[begin DATA PROVIDED]
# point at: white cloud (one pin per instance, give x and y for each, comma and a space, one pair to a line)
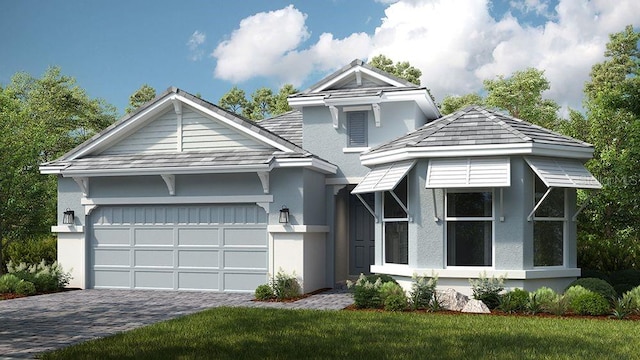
194, 44
456, 43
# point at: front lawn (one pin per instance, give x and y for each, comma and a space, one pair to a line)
244, 333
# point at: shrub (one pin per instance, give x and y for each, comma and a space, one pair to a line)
264, 292
514, 301
285, 286
487, 289
8, 283
423, 291
25, 288
393, 296
596, 285
590, 303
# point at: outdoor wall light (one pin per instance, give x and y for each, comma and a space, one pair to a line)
68, 216
284, 215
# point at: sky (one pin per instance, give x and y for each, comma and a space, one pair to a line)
206, 47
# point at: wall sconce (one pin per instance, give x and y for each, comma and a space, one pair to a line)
284, 215
68, 217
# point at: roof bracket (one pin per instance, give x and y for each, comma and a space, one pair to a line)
376, 114
402, 205
264, 179
366, 205
334, 115
170, 180
574, 218
83, 183
544, 197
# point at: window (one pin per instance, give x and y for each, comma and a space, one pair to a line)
396, 226
356, 129
469, 227
548, 227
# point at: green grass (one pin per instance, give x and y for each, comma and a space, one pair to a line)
242, 333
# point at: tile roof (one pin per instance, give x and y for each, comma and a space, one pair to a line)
476, 125
287, 126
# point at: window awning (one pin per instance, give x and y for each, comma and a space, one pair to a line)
469, 173
383, 178
563, 173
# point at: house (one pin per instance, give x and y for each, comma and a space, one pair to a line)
365, 175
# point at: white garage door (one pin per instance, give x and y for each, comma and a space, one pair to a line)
194, 247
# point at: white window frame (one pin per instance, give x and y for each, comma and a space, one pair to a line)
385, 220
357, 147
565, 222
448, 218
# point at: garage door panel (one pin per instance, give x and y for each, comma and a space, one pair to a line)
112, 236
155, 237
245, 259
244, 237
111, 257
198, 237
198, 281
239, 281
153, 279
156, 258
179, 247
198, 258
112, 278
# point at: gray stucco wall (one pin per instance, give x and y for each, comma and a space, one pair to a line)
322, 139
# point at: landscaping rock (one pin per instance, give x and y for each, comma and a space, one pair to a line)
452, 300
476, 307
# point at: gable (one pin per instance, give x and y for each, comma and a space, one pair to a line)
188, 131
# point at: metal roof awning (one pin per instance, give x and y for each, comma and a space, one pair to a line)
383, 178
469, 173
563, 173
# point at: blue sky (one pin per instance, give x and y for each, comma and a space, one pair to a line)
113, 47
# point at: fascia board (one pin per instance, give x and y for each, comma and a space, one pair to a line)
474, 150
168, 170
234, 125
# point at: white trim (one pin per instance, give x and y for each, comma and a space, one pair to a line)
226, 199
356, 149
297, 229
470, 273
377, 158
67, 229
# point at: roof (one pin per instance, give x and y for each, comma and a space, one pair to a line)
287, 126
86, 159
476, 128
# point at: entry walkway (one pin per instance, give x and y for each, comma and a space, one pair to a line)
32, 325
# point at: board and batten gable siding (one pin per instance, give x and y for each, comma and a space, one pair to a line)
160, 135
198, 132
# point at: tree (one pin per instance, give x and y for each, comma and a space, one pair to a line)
40, 120
144, 94
451, 104
521, 96
401, 69
609, 228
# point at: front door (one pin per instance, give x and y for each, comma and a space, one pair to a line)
361, 235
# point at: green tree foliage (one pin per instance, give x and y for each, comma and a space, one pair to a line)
263, 104
144, 94
401, 69
40, 119
521, 96
609, 228
451, 104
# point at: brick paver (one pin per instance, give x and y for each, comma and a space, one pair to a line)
41, 323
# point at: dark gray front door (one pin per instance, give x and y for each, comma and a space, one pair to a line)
361, 235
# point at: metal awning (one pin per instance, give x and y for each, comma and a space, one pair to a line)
563, 173
383, 178
469, 173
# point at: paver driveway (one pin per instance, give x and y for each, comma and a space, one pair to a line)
40, 323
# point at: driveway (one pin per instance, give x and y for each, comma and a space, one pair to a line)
41, 323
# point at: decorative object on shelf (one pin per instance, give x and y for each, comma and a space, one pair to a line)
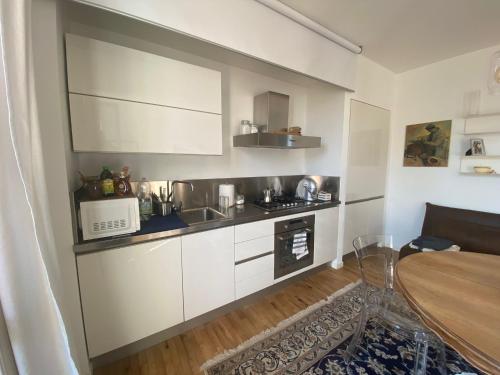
427, 144
107, 183
91, 186
246, 127
494, 75
477, 146
122, 183
483, 170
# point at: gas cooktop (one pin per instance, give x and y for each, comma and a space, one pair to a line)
281, 203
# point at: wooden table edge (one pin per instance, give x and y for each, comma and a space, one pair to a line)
487, 365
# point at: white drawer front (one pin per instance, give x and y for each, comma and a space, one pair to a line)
250, 231
252, 248
254, 275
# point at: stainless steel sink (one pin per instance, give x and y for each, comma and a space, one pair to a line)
200, 215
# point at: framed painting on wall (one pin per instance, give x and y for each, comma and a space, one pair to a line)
427, 144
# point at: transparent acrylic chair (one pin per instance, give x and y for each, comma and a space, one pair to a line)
376, 262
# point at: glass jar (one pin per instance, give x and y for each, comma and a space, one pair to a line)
145, 200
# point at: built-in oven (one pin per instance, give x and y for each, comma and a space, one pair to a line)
293, 245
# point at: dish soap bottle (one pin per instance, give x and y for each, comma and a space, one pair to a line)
107, 183
145, 200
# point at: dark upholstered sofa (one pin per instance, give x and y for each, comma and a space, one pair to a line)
474, 231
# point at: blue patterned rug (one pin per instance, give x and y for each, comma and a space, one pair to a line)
313, 342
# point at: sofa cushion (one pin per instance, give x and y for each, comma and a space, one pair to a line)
474, 231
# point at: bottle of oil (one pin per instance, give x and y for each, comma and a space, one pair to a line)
107, 183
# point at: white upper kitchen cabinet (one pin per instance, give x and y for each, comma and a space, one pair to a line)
126, 100
325, 235
130, 293
208, 270
108, 70
100, 124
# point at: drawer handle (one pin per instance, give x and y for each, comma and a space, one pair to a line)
253, 258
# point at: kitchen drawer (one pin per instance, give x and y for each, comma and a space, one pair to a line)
250, 231
252, 248
254, 275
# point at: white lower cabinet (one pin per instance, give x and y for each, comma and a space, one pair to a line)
208, 270
133, 292
130, 293
325, 235
254, 275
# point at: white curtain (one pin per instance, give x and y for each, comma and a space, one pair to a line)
35, 328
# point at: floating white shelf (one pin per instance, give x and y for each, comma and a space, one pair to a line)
480, 174
485, 124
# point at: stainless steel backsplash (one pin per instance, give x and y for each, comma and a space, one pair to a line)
206, 191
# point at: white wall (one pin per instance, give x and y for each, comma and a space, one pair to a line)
249, 28
315, 106
53, 117
431, 93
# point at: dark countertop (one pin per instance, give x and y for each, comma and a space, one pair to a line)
236, 215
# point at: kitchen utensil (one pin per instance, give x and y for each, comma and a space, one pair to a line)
240, 199
307, 189
162, 208
163, 193
324, 196
223, 203
227, 190
267, 195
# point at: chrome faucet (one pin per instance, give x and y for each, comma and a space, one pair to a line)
170, 198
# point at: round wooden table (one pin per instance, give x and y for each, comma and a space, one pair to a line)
457, 295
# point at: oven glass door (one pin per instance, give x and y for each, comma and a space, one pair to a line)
288, 259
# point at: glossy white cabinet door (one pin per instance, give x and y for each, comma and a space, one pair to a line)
108, 70
208, 270
257, 229
325, 235
254, 275
252, 248
109, 125
130, 293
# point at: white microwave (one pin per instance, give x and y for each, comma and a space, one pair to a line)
109, 217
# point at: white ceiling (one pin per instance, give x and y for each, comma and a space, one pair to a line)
405, 34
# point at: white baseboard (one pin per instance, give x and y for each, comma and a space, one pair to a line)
337, 263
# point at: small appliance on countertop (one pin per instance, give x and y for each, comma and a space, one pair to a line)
307, 189
109, 217
226, 191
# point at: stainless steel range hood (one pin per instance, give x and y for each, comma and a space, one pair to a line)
269, 140
270, 113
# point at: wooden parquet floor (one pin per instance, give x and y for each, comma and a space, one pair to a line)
184, 354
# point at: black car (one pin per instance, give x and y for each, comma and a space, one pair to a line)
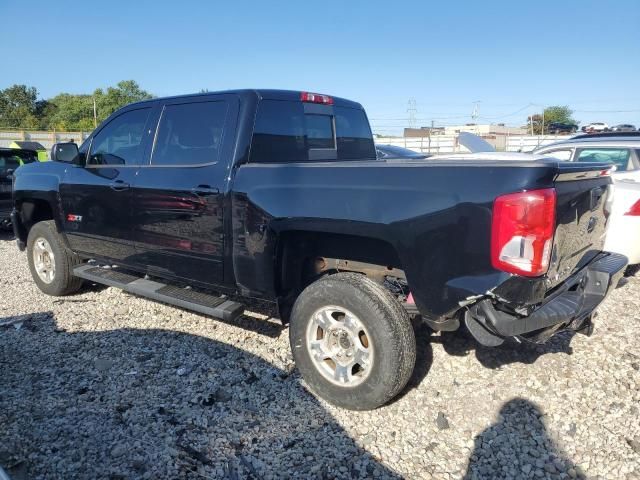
560, 127
10, 160
392, 152
624, 127
278, 196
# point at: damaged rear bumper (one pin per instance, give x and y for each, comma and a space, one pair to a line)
570, 308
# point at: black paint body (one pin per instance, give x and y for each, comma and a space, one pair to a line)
222, 225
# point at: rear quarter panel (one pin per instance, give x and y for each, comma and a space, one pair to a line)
436, 215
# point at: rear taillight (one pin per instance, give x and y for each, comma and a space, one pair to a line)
522, 232
316, 98
634, 211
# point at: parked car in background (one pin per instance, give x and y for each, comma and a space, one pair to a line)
560, 127
624, 127
392, 152
41, 152
596, 127
619, 149
10, 160
623, 235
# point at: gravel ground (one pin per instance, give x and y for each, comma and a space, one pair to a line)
107, 385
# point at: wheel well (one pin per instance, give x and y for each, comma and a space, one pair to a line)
305, 256
32, 212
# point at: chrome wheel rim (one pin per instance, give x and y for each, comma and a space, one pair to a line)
44, 260
340, 346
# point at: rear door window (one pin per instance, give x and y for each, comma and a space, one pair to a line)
284, 132
190, 134
616, 156
563, 155
120, 142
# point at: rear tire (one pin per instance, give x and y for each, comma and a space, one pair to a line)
50, 262
632, 270
352, 341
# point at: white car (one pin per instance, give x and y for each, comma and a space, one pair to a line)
596, 127
623, 235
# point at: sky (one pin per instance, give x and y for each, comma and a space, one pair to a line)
511, 57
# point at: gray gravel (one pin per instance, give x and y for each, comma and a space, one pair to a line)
107, 385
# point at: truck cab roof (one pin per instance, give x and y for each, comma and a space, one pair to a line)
260, 94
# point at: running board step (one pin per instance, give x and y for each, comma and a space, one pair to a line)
219, 307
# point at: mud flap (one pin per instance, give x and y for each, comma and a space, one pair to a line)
481, 333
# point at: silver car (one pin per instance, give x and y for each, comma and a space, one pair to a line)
620, 149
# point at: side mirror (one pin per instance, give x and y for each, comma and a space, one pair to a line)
64, 152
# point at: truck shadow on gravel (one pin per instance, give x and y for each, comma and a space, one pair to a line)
518, 446
462, 344
133, 403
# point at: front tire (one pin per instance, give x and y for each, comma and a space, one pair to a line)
50, 262
352, 341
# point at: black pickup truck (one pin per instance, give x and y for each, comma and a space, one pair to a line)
279, 196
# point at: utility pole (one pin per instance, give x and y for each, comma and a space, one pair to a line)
475, 113
411, 110
95, 113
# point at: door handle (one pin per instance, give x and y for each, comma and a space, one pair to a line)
119, 185
204, 190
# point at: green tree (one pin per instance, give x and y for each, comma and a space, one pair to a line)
555, 113
19, 107
113, 98
68, 112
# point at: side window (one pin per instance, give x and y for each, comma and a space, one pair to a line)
120, 141
617, 156
563, 155
354, 135
190, 134
283, 132
8, 162
279, 133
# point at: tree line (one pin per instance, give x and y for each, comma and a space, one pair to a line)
20, 107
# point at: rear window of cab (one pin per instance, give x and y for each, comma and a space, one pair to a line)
286, 131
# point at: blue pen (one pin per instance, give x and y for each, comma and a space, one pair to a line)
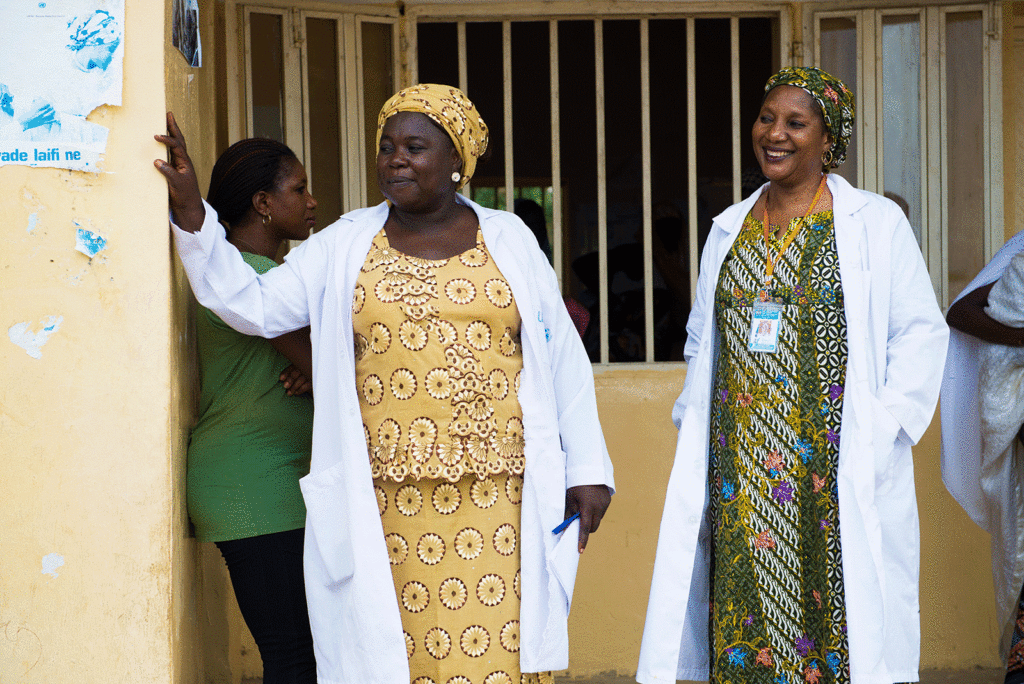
565, 523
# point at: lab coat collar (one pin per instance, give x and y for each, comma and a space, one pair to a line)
845, 201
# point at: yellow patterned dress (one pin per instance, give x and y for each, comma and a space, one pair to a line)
437, 366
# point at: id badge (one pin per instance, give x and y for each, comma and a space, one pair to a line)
765, 327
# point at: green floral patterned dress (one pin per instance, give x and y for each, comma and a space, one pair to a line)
777, 610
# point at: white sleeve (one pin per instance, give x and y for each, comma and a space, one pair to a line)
267, 305
918, 337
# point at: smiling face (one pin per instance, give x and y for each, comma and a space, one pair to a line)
790, 136
415, 162
290, 205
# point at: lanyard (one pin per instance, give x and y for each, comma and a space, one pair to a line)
770, 267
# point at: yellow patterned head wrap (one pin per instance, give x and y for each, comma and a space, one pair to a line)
449, 108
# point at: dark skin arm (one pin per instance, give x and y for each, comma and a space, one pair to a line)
591, 501
296, 347
182, 188
968, 315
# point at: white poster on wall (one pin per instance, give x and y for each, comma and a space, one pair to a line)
59, 59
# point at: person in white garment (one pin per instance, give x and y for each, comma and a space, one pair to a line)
790, 549
982, 412
456, 421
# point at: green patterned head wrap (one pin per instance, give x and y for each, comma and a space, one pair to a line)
836, 100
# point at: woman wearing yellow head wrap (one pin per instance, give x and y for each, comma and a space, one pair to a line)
430, 551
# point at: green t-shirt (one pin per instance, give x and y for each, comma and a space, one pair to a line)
252, 441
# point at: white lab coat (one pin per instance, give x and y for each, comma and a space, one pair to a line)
990, 490
352, 605
896, 340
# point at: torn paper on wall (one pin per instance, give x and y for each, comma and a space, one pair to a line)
51, 562
184, 31
88, 243
62, 58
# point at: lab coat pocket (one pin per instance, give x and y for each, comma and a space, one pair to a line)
564, 560
885, 431
328, 516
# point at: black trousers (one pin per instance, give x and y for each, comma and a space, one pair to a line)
266, 574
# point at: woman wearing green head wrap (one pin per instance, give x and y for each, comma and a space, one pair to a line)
790, 548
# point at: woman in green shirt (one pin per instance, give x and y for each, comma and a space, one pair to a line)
253, 438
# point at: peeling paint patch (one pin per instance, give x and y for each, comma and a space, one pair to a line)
89, 243
51, 562
33, 342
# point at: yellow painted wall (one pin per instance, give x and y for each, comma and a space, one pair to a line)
1013, 114
88, 430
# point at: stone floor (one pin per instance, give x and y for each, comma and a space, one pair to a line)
976, 676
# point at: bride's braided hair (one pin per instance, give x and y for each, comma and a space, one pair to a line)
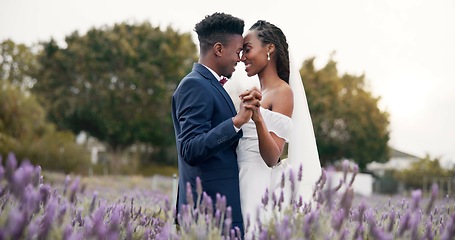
269, 33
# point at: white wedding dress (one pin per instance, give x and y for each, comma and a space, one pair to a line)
254, 175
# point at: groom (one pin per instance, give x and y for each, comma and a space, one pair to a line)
207, 126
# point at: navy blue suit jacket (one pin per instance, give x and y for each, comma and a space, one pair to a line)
206, 140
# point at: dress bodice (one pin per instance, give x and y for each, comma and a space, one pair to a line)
277, 123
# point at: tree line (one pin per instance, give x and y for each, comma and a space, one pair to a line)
114, 83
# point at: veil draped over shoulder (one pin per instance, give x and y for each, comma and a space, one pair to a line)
302, 149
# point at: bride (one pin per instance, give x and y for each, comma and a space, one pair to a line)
283, 117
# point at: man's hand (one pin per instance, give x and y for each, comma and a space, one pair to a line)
249, 101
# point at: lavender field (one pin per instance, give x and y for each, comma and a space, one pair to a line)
36, 204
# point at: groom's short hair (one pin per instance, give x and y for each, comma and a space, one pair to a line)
218, 27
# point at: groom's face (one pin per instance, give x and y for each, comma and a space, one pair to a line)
231, 55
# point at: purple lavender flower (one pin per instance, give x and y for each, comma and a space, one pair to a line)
36, 176
391, 221
265, 198
345, 169
45, 193
404, 223
11, 165
66, 184
92, 204
416, 197
189, 195
434, 195
73, 189
355, 170
346, 200
338, 217
449, 231
48, 218
16, 224
198, 186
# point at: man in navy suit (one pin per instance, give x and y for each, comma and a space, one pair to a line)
206, 124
[end DATA PROVIDED]
● **TASK REQUIREMENTS**:
Return the lines from the line containing "# point at: groom (one" to the end of the entries above, exactly as they appear and with no other output.

● **SOLUTION TO THIS TASK**:
# point at: groom (one pin per instance, give x and y for each, comma and a space, one pair to a line)
207, 126
# point at: navy blue suit jacket (one pin per instance, give x and y for each, comma and a space, one pair to a line)
206, 140
# point at: dress bodice (one pin per instance, give x and y for each, comma and a space, one pair to a line)
277, 123
# point at: tree line (one pin per instance, give x and y for each, comma and a space, one pair to a line)
114, 83
# point at: veil draped over shoulder (one pin per instance, give x and y for each, comma and a space, one pair to a line)
302, 149
# point at: bride (one pin per instance, give x and y for each, comma and a space, one pair to a line)
283, 117
# point at: man's hand (one pin per instance, give x and y for each, comma and a space, one pair to a line)
249, 101
# point at: lavender field (one pin per instance, give x and y for each, comma and a space, one pair to a line)
36, 204
# point at: groom's short hair (one pin per instance, give x and y for each, comma and a space, one pair to a line)
218, 27
# point at: groom's face (one pin per instance, give x and y for each, comma and a space, one pair to a line)
231, 55
# point at: purple lavender flower (one pin per instance, give x and y for each, comma and a space, one pair to a line)
36, 176
391, 221
265, 198
345, 169
45, 193
404, 223
11, 165
66, 184
92, 204
416, 197
189, 195
434, 195
73, 189
355, 170
346, 200
338, 217
449, 231
48, 218
16, 224
198, 186
# point at: man in navy suit (one pin per instance, give x and y for each, comma and a space, one pair to a line)
206, 124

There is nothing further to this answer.